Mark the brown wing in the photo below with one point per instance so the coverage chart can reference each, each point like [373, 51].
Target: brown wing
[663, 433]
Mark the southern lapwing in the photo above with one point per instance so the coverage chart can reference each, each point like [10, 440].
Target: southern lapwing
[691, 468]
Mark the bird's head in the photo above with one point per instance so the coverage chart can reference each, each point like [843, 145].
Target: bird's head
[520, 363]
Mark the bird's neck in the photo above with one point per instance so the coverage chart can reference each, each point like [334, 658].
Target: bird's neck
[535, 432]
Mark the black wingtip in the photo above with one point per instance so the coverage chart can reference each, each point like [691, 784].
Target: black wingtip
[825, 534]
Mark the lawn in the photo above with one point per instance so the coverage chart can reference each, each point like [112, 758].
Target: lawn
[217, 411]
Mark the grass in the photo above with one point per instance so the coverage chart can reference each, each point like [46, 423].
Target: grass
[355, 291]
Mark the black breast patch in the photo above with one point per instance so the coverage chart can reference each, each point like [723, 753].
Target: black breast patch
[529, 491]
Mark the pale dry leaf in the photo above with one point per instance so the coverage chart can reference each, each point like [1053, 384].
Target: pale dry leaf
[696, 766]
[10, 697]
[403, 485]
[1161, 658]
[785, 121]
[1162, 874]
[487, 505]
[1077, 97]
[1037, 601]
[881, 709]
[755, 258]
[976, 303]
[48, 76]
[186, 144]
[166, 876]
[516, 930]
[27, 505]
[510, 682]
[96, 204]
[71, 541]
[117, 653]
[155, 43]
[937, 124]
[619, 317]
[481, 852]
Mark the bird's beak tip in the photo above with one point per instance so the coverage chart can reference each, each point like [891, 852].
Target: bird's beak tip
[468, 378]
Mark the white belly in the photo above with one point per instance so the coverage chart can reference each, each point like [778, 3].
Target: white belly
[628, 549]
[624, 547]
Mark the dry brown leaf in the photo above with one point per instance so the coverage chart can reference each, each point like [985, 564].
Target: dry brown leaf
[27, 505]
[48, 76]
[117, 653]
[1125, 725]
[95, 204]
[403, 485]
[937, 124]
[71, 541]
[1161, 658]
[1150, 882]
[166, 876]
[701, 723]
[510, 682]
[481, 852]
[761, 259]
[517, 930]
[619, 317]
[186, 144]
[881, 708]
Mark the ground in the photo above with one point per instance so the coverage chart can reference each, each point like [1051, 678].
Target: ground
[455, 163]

* * *

◆ Problem description: Output every entry shown above, exactly.

◆ Solution to this task:
Mark the brown wing in the photo below with one point per instance so the coverage chart can reference each, each point like [373, 51].
Target: brown wing
[663, 433]
Mark the southern lapwing in the photo above with one point per instance so the coverage chart can reference each, each point like [10, 440].
Target: southern lapwing
[691, 468]
Mark the bird's head in the photo above with one point per instance so the coverage chart can reference each, each point like [843, 145].
Target: bird's head
[520, 363]
Mark the bird's neck in the photo above with one point per instance so the coverage chart can reference each, each point like [334, 658].
Target: bird's neck
[535, 432]
Mark the black wingtip in the photo above with one point per instance so the coverage chart can reference each, each point like [691, 784].
Target: black wingtip
[825, 534]
Mark the lawn in the photo above with one point per instance so the coverage chart can reference each, each point like [112, 758].
Target: lawn
[217, 411]
Mark the grass in the photo above with one point per instance so the coverage chart can reference each, each point like [46, 423].
Target: grass
[355, 291]
Mark the black breast patch in the photo above with one point per instance so the coverage chart can reference each, each point like [723, 753].
Target: black breast patch
[529, 491]
Mark the pale dry leaf in the photo above with one point per instance so the coverage chart can reference each, each point like [1053, 384].
Target: pale dry leaf
[696, 766]
[10, 697]
[403, 485]
[1161, 658]
[785, 121]
[1162, 874]
[487, 505]
[1077, 97]
[1037, 601]
[881, 709]
[755, 258]
[976, 303]
[48, 76]
[186, 144]
[166, 876]
[516, 930]
[27, 505]
[510, 682]
[96, 204]
[71, 541]
[117, 653]
[155, 43]
[937, 124]
[619, 317]
[481, 852]
Mark the bird's beak tip in the photo above with one point per instance so the coverage chart can reference each, each point like [891, 852].
Target: bird's beak tip
[468, 378]
Mark the white belly in the photo above with one point per instance so the coverage chart can reference each, each point like [778, 3].
Target: white belly
[628, 549]
[624, 547]
Mark the dry brown leaf in the photo above with one point per instance so the coverage chart can reference each, each point like [985, 564].
Target: dry brown leaf
[27, 505]
[48, 76]
[117, 653]
[1125, 725]
[95, 204]
[403, 485]
[937, 124]
[71, 541]
[1161, 658]
[1150, 882]
[166, 876]
[701, 723]
[510, 682]
[481, 852]
[761, 259]
[517, 930]
[619, 317]
[186, 144]
[881, 708]
Mark the ground in the photo above with one point per instance so the coverage chart can reference each, each point like [1051, 678].
Target: ground
[455, 163]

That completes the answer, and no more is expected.